■ Selection ■
···

Wow ladies thanks for all the awsome advice! I am going to look into those websites. We had a really great weekend, we talked about a lot of things and both have taken responsibility for a lot that went wrong. He was actually the one who said we should start over and start being nice to eachother again! So we had a really nice realaxing weekend. The air in our home already feels less thick. I am so excited to start this "new marriage" with him. All of your advice was wonderful thank you!

More Answers

C.B.

answers from Kansas City on

A.,
first off i wanted to say i'm so proud of you that you have such a willing attitude, and are ready to work for your marriage. you guys are definitely NOT alone! my husband and i are going through a rough stage too - marriage is HARD. it's hard enough, but when finances are tight, and other stressers are added, it makes it immensely harder. our saving grace has been my mom, who watches my son on weekends sometimes. i don't know where we'd be without those occasional breaks. probably splitting up! is there anyone you can ask to watch your girls for a night? a few hours during the day is okay, but an overnight stay with a trusted relative or friend is 100% different. and not just once, but maybe once a month or every other month. basically what i'm saying is you both need time to focus on JUST the two of you. it can be hard if you don't have family close but there are options, you can search online and find someone (i think it's like sitterfinder.com or something). even a friend or coworker (with kids maybe?) would be an option.

···

■ Given data ■

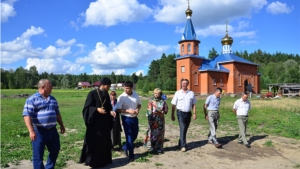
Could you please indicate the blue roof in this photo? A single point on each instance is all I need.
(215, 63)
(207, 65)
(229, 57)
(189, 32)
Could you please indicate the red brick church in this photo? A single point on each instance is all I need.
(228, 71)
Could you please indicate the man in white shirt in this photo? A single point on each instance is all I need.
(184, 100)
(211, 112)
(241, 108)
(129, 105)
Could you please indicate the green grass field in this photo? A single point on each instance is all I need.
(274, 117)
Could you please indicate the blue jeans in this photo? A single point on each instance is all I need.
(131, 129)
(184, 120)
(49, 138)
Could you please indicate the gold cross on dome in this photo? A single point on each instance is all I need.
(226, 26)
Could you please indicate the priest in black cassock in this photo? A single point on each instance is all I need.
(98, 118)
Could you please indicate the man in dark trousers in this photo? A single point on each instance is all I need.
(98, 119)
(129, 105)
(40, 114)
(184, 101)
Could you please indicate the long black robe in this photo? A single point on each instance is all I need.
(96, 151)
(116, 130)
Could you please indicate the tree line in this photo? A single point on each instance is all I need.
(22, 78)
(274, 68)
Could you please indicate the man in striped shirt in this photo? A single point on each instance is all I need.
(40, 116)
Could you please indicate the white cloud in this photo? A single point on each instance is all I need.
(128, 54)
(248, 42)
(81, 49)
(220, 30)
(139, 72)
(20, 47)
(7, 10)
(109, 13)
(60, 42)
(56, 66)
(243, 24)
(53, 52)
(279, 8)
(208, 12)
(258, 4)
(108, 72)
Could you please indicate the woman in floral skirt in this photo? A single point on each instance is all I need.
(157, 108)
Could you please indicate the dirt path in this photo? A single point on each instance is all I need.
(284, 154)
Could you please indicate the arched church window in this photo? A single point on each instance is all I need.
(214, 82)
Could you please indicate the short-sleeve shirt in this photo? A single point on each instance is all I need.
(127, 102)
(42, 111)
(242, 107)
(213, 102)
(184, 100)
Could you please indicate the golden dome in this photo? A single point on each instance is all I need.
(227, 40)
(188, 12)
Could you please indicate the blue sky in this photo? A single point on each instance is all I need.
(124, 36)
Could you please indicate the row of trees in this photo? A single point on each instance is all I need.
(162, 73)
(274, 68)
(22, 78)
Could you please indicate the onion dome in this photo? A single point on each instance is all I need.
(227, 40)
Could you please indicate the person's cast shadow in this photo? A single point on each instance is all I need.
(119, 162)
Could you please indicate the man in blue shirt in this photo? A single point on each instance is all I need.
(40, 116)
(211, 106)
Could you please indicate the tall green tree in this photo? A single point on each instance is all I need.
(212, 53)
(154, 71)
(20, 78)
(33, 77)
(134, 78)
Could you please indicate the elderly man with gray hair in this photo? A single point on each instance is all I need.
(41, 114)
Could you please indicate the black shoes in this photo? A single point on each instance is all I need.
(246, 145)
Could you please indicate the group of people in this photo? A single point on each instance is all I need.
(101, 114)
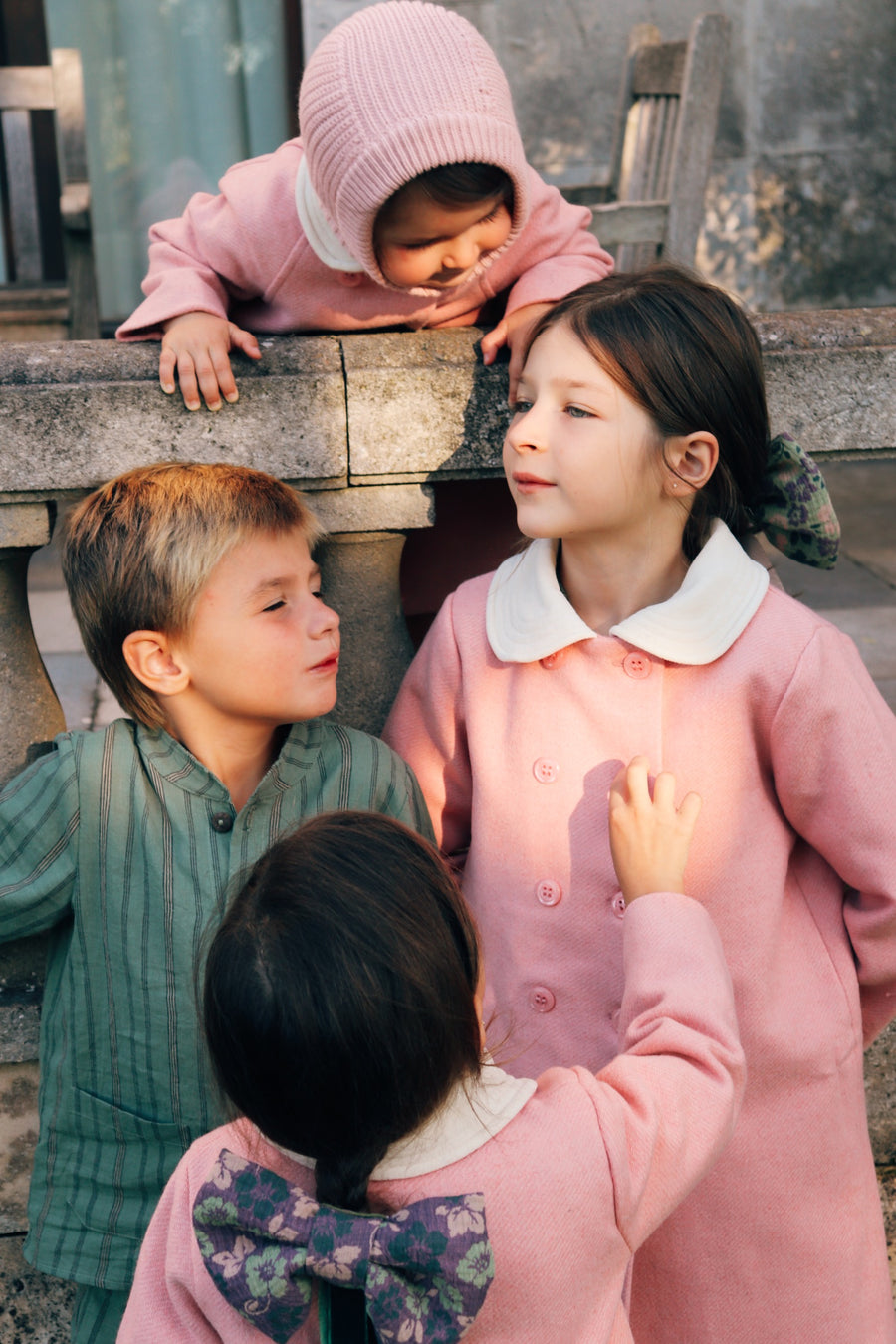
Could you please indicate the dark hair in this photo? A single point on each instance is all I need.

···

■ Directives ■
A: In the marriage advice thread, who sometimes watches the replier's son on weekends?
B: Reproduce everything in the marriage advice thread from "Wow ladies thanks" down to "wonderful thank you!".

■ Answers for this exercise ■
A: The replier's mom.

B:
Wow ladies thanks for all the awsome advice! I am going to look into those websites. We had a really great weekend, we talked about a lot of things and both have taken responsibility for a lot that went wrong. He was actually the one who said we should start over and start being nice to eachother again! So we had a really nice realaxing weekend. The air in our home already feels less thick. I am so excited to start this "new marriage" with him. All of your advice was wonderful thank you!